start QUOTED TEXT
Defendant has also argued that the fees awarded to the guardian ad litem were excessive and arbitrary. There is no evidence in the record to support this argument, and those parts of the circuit and appellate court judgments which award and affirm the award of guardian ad litem fees are affirmed.
Affirmed in part and reversed in part and remanded, with directions.
MR. JUSTICE DOOLEY, dissenting:
The majority, in my opinion, has violated our system of appellate review. Not only does it hold for naught the finding of a trial court in a non-jury case, a finding affirmed by the appellate court, but it performs the function of a nisi prius court. It determines the credibility of the witnesses, draws inferences of fact, and then arrives at a conclusion it considers more reasonable; this determination, however, differs from that of both the circuit and appellate courts>. Such is not the office of this court.
As the majority points out, the very able circuit judge, Walter P. Dahl, specifically found, after seeing and hearing the witnesses, that the defendant "took the life of Jesse Lee Smith by gunshot and that the taking of the insured's life by Rosa Mae Smith was wilful, intentional and unjustified and that at that point in time at which she fired the shots she was not acting in fear of death or great bodily harm."
It is, of course, well established that this court will not disturb the findings made by a trial court in a non-jury case.
The rule is both well expressed and well explained in Schulenburg v. Signatrol, Inc. (1967), 37 Ill.2d 352, 356:
"Although a trial court's holding is always subject to review, this court will not disturb a trial court's finding and substitute its own opinion unless the holding of the trial court is manifestly against the weight of the evidence. (Brown v. Zimmerman, 18 Ill.2d 94, 102; Illinois Nat. Bank & Trust Co. of Rockford v. County of Winnebago, 19 Ill.2d 487, 495; Mortell v. Beckman, 16 Ill.2d 209.) Underlying this rule is the recognition that, especially where the testimony is contradictory, the trial judge as the trier of fact is in a position superior to a court of review to observe the conduct of the witnesses while testifying, to determine their credibility, and to weigh the evidence and determine the preponderance thereof. We may not overturn a judgment merely because we might disagree with it or might, had we been the trier of facts, have come to a different conclusion."
(See Turner v. Board of Education (1973), 54 Ill.2d 68, 72-73; Reese v. Melahn (1973), 53 Ill.2d 508, 512-13; Kenny Construction Co. v. Metropolitan Sanitary District (1971), 52 Ill.2d 187, 196.) In each instance this court reversed the appellate court for setting aside the finding of the trial court in a non-jury action.
In fact, this principle is so well established that today marks the first time in the history of Illinois jurisprudence that such a finding in a non-jury case, affirmed by the appellate court, has been set aside by this court as contrary to the manifest weight of the evidence.
end QUOTED TEXT
• [STATED PROBLEM 1]: Rewrite the paragraph of the court opinion beginning "The majority, in my opinion" as a short bulleted list that keeps its main points.
• [STATED PROBLEM 2]: According to the court opinion, which circuit judge found that the defendant's taking of the insured's life was wilful, intentional and unjustified?
The records have nothing to do with the court opinion.
start DATA PROVIDED
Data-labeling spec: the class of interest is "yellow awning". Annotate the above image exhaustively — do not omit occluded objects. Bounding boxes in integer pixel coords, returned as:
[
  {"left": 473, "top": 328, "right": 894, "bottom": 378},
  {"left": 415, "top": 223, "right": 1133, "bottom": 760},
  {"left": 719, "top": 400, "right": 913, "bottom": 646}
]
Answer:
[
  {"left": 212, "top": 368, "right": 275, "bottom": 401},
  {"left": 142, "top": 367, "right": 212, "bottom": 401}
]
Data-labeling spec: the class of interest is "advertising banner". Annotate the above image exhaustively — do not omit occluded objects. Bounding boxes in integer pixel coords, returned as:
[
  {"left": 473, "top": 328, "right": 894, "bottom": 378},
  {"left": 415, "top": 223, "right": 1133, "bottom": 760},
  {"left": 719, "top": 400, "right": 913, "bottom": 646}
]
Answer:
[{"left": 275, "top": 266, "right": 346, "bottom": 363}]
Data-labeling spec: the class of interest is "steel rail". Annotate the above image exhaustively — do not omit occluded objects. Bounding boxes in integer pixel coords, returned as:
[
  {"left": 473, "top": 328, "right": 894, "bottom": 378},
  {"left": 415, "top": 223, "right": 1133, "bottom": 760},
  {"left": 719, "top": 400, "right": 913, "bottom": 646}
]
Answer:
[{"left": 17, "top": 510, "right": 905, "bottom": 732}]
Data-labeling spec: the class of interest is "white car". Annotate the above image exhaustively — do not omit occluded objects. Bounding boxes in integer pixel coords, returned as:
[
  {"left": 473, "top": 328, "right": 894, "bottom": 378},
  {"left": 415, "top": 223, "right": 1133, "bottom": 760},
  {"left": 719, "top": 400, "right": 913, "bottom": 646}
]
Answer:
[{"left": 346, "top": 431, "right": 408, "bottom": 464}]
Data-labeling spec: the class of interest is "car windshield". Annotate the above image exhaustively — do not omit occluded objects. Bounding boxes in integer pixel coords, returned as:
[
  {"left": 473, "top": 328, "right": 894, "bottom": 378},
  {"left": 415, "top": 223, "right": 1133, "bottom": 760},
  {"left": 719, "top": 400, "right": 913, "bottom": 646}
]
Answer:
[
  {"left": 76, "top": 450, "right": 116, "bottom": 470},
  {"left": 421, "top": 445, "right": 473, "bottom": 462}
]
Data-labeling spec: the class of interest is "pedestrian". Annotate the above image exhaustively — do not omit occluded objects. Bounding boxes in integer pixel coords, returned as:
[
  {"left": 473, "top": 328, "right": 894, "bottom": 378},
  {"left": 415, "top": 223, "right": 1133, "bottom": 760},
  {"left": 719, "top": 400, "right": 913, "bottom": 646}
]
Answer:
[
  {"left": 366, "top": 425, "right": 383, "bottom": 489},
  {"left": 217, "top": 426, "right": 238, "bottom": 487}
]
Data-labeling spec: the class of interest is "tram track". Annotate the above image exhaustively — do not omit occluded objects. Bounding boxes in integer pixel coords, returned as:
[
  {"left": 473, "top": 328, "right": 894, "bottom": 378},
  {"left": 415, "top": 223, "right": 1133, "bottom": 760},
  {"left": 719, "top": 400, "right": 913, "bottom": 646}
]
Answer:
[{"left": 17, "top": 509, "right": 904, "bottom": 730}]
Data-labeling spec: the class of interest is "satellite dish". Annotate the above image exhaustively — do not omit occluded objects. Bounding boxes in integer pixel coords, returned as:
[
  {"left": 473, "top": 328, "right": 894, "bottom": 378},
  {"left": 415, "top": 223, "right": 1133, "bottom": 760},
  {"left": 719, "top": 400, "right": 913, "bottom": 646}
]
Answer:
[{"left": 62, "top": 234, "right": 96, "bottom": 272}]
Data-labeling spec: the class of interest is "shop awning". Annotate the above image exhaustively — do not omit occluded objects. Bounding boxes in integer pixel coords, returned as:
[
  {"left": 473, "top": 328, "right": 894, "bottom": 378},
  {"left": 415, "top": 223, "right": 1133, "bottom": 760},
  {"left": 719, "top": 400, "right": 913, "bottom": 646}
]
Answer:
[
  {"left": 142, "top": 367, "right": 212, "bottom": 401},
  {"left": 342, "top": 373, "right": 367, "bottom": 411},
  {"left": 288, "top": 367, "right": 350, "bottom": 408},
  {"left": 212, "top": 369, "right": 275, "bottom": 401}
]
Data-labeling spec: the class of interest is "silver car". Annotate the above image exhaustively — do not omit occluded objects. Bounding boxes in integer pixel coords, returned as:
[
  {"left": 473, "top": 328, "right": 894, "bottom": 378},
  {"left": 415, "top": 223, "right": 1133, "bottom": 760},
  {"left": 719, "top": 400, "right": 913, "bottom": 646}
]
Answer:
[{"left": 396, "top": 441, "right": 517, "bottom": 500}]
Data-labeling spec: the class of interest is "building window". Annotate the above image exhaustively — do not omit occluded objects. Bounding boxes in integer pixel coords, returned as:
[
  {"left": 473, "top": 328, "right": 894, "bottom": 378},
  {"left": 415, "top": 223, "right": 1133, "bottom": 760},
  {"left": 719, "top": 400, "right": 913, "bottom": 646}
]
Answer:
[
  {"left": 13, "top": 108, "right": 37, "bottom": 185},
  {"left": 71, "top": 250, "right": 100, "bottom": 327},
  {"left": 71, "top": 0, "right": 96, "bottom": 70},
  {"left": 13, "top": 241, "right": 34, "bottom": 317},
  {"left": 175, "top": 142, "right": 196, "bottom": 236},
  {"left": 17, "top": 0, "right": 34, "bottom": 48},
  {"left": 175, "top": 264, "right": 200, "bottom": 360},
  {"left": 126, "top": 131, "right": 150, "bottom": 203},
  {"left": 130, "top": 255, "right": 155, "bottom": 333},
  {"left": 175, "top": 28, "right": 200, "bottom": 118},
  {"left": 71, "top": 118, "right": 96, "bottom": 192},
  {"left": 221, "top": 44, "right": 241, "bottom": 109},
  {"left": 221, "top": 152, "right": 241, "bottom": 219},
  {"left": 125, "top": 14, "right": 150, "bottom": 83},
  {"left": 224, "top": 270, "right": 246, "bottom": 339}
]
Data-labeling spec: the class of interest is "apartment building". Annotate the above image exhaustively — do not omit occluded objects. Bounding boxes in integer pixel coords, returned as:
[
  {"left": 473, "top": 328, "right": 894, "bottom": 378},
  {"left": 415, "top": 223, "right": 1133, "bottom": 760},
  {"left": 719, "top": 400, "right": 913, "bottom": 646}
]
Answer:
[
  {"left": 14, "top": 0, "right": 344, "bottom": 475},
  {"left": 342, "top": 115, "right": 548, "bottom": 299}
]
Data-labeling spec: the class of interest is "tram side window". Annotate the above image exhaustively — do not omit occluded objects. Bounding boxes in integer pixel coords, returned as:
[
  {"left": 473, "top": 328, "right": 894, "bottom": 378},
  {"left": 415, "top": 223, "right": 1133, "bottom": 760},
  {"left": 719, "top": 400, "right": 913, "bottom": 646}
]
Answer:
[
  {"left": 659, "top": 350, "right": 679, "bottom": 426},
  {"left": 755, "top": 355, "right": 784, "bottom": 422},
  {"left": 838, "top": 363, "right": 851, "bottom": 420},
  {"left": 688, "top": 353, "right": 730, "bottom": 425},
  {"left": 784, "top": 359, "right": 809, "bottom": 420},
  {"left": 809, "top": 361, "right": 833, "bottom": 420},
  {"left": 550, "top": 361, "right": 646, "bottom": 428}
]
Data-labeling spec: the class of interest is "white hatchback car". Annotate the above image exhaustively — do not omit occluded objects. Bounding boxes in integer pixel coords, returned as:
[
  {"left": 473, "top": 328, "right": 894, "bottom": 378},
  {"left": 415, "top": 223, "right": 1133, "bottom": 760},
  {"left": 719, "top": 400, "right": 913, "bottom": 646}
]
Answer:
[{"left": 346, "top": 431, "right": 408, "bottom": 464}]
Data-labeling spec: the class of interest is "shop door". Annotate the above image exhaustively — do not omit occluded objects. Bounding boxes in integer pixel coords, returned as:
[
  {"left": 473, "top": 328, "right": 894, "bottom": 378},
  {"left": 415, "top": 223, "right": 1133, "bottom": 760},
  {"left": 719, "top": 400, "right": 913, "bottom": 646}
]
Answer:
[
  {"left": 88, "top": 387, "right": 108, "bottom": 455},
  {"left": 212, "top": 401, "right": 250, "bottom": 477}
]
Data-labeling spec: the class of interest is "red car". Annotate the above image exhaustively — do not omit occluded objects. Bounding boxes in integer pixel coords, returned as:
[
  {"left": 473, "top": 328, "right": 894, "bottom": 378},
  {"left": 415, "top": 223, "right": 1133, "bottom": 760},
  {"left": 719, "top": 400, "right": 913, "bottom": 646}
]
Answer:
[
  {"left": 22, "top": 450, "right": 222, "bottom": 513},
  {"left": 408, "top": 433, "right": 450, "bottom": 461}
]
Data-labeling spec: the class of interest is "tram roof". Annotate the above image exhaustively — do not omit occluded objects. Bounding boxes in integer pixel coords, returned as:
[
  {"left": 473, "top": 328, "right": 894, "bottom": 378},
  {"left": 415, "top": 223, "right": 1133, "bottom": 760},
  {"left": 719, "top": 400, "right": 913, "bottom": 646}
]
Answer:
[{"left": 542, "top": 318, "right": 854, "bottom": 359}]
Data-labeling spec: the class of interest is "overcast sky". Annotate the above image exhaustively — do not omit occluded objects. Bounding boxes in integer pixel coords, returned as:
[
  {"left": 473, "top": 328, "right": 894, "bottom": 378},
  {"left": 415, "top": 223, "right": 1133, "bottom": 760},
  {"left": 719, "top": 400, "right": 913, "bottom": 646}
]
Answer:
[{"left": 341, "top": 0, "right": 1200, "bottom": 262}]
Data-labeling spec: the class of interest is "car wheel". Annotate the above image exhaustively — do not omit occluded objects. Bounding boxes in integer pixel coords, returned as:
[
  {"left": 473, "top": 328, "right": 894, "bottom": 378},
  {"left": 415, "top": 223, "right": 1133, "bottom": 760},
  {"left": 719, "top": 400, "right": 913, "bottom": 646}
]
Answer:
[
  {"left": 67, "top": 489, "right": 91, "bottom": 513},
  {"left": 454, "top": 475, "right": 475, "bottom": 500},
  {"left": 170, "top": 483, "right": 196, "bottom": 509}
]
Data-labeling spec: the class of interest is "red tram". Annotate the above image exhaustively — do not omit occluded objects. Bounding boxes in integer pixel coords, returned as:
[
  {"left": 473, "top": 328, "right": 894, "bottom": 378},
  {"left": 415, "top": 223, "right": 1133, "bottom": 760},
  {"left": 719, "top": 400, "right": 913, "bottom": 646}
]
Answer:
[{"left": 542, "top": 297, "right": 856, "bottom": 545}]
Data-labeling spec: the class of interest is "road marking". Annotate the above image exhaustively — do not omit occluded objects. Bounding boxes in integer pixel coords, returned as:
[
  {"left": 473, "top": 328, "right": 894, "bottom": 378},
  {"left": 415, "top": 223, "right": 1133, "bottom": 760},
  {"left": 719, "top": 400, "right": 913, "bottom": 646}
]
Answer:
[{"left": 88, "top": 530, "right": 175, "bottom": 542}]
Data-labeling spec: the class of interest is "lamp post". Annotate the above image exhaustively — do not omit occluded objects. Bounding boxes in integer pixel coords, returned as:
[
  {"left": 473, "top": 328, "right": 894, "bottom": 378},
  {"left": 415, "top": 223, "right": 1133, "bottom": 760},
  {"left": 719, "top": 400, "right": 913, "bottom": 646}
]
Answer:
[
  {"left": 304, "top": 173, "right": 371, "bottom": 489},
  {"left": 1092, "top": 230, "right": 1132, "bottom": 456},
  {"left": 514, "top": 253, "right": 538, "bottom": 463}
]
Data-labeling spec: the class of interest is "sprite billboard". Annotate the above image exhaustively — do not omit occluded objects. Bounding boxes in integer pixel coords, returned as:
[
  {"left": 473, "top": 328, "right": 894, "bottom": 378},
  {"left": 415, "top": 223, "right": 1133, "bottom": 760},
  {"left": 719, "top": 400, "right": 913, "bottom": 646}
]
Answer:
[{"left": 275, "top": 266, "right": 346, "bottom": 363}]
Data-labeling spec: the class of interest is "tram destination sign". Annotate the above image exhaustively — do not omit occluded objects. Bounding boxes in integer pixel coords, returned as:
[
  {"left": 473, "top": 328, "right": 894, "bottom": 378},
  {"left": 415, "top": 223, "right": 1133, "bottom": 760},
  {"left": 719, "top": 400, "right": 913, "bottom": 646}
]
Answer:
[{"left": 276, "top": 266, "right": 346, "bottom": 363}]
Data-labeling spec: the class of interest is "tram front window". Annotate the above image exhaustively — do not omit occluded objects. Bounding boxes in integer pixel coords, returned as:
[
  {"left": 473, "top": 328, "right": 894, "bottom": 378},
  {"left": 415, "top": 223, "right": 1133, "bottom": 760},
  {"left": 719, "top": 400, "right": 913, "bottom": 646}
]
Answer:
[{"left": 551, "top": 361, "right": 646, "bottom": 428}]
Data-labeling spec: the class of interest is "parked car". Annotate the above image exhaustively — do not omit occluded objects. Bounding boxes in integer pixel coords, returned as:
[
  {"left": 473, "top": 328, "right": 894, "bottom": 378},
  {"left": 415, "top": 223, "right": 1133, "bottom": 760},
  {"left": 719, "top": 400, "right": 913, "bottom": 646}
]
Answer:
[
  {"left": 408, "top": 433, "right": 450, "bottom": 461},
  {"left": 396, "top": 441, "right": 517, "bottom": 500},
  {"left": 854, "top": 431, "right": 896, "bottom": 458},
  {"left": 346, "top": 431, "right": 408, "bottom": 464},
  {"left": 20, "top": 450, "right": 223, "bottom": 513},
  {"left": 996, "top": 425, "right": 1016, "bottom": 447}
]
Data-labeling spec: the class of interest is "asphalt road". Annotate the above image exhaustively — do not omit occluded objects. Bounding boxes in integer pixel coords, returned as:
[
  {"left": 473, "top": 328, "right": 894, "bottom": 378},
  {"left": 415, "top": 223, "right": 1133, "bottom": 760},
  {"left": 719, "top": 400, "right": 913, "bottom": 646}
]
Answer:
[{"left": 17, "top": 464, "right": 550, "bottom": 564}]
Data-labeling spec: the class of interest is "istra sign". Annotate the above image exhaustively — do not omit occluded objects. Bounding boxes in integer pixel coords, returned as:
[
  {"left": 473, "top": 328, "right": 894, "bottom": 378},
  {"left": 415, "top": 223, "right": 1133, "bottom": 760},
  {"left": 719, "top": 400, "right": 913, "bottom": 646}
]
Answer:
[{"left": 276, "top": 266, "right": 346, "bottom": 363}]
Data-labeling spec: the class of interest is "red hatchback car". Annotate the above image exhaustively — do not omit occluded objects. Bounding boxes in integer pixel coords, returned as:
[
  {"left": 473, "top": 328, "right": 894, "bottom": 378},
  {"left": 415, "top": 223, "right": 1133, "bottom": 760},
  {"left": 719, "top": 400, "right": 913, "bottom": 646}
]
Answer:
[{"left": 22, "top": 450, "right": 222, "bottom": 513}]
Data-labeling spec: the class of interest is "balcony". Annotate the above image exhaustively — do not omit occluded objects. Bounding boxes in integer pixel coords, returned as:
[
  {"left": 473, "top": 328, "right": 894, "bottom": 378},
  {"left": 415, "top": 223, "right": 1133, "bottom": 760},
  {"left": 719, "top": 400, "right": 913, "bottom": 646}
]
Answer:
end DATA PROVIDED
• [TASK OUTPUT 1]:
- The majority has violated the system of appellate review.
- It sets aside a trial court's finding in a non-jury case that the appellate court had affirmed.
- It acts as a nisi prius court: it judges witness credibility, draws inferences of fact, and reaches the conclusion it considers more reasonable.
- That conclusion differs from those of both the circuit and appellate courts.
- This is not the office of this court.

• [TASK OUTPUT 2]: Walter P. Dahl